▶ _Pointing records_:
☆ ☆ ☆ ☆

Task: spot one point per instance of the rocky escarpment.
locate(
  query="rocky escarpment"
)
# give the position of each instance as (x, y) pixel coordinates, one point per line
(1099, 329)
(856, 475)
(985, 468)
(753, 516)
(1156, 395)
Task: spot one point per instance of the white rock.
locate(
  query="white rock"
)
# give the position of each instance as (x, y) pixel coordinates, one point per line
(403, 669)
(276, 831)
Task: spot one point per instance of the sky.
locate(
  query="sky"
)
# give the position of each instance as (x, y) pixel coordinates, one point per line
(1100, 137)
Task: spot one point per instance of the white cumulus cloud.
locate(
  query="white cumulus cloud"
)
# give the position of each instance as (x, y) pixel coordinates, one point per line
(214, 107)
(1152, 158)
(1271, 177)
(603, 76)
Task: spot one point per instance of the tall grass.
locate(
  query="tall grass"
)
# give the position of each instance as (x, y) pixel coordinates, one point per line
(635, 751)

☆ ☆ ☆ ☆

▶ _Your instructions_:
Copy out all of the records above line for line, changing no character.

▶ _Task answer_:
Task: spot one point per instance of the rocky escarpment.
locate(
  query="rocky escarpment"
)
# give the position of each instance as (x, y) pixel coordinates, one point per line
(1099, 329)
(856, 475)
(985, 468)
(753, 516)
(1156, 395)
Task: spot one point per instance of the white rock.
locate(
  query="white rock"
)
# give the position of each instance as (x, y) pixel coordinates, one point per line
(403, 669)
(276, 831)
Task: spot one point per instance of the sky.
locate(
  query="sky"
)
# give the position of each instance as (x, y) pixel coordinates, one point per line
(1100, 137)
Task: spot one point per instance of the white cumulus cloud.
locate(
  query="white cumulus cloud"
)
# give the position of each instance as (x, y) pixel coordinates, one point per line
(214, 107)
(1152, 158)
(1271, 177)
(603, 76)
Task: spot one point per instance of the tall grass.
locate(
  query="tall grass"
)
# give the position of each instance as (x, y) pixel coordinates, one point per line
(635, 751)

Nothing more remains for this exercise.